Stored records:
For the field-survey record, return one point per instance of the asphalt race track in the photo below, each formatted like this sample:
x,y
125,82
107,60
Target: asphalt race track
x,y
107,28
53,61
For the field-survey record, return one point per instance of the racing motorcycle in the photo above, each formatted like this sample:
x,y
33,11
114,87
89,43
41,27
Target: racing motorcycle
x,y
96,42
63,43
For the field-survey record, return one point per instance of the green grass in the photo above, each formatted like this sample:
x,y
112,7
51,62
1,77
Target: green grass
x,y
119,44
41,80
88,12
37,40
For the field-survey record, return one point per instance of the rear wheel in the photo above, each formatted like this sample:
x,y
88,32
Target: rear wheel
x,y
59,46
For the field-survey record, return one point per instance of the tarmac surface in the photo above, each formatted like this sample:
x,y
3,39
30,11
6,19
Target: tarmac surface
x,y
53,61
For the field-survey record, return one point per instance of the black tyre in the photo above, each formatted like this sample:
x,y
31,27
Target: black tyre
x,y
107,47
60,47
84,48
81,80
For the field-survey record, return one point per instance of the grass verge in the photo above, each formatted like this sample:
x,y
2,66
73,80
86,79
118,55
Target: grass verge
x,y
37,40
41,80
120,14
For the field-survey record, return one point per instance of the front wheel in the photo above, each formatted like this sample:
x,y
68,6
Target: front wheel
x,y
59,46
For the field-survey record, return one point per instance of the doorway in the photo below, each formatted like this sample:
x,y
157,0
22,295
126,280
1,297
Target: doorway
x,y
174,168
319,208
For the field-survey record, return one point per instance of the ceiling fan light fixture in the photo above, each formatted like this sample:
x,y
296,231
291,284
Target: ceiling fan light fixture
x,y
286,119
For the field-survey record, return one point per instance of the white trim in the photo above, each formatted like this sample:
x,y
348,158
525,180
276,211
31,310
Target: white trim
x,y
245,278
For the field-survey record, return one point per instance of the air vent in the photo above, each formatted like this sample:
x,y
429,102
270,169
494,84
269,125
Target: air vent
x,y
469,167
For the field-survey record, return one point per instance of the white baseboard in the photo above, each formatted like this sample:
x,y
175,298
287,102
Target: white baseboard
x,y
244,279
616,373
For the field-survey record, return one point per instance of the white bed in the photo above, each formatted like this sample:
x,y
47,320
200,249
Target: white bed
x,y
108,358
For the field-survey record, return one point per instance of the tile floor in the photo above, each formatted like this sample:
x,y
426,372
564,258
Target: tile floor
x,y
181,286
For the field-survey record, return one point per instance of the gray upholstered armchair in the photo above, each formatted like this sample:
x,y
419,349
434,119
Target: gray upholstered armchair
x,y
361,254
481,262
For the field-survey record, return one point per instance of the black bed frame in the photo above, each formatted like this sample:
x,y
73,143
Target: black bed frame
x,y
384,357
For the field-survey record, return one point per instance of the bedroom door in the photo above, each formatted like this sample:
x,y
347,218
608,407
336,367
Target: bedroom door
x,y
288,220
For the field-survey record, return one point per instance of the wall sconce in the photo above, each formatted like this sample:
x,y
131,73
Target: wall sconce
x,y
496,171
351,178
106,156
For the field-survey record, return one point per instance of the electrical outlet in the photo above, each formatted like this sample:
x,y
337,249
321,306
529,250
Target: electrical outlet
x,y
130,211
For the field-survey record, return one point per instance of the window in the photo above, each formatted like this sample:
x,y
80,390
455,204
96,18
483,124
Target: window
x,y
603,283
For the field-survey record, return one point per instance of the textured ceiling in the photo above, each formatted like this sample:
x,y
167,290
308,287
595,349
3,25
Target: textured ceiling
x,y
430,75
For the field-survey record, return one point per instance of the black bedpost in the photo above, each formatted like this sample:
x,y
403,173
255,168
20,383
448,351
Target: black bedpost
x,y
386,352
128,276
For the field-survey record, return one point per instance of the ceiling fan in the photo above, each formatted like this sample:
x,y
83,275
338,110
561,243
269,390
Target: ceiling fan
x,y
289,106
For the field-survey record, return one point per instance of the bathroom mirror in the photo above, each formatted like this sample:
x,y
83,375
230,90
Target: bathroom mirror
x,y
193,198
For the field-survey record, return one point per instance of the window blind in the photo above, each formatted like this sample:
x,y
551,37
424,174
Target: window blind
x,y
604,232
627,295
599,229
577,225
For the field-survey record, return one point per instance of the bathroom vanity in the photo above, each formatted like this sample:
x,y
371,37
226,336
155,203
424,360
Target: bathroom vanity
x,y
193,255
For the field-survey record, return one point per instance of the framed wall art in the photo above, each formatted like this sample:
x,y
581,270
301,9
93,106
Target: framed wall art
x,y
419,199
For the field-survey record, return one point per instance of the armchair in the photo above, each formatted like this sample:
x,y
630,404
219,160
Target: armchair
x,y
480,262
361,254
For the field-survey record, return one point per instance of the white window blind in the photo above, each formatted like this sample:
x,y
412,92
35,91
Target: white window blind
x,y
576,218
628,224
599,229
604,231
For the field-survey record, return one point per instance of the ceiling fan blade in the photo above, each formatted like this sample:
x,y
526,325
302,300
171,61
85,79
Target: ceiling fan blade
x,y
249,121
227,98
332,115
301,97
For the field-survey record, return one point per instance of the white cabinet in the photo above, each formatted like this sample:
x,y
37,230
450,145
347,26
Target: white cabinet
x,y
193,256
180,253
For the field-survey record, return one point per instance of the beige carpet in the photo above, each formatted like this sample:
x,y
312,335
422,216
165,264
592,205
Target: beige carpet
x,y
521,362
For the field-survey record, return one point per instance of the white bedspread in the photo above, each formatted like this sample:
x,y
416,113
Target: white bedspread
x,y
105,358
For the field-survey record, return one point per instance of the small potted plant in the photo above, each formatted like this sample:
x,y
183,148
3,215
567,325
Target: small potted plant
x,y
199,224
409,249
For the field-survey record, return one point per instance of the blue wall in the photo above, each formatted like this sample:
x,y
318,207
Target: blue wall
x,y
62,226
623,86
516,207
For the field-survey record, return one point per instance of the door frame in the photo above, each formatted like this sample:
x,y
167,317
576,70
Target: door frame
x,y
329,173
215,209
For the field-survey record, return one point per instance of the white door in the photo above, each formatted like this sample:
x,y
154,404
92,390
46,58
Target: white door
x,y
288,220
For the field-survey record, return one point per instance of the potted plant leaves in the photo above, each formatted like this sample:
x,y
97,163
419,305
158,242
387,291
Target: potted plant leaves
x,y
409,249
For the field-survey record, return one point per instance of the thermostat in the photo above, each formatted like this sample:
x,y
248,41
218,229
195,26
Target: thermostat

Brief:
Where the line with "of the doorway" ends, your copy should end too; please return exactly the lines from the first line of the data through it.

Written response:
For the field-survey record, return one point per instance of the asphalt race track in the photo below, each formatted like this sample:
x,y
125,82
107,60
Target: asphalt race track
x,y
107,28
53,61
For the field-survey record, return one point per instance of the racing motorcycle in the photo above, each formatted like this sample:
x,y
33,11
114,87
89,43
41,27
Target: racing motorcycle
x,y
96,42
63,43
For the field-survey record, return one point per instance of the green grass in the photo above, each formatted like this sample:
x,y
112,7
51,62
1,77
Target: green grass
x,y
119,44
41,80
88,12
37,40
For the field-survey record, return one point per instance of the rear wheel in the photo above, each formatted like this sample:
x,y
88,32
Target: rear wheel
x,y
59,46
For the field-survey record, return one point per instance of the tarmac surface in the photo above, each formatted like this sample:
x,y
3,39
30,11
6,19
Target: tarmac surface
x,y
53,61
For the field-survey record, return one point per instance of the black tyre in the photo above, each formatted like this sample:
x,y
31,27
Target: black tyre
x,y
107,47
60,47
84,48
81,80
For the field-survey record, return one point per instance of the grass verge in the photo above, each formatted like this sample:
x,y
2,66
73,80
86,79
118,55
Target: grass verge
x,y
37,40
41,80
120,14
For the field-survey record, return one point per instance of the front wheel in the photo above, each formatted like this sample:
x,y
68,6
Target: front wheel
x,y
59,46
For the field-survey record, return one point per instance of the doorway in the photo below, each formatted like this sample:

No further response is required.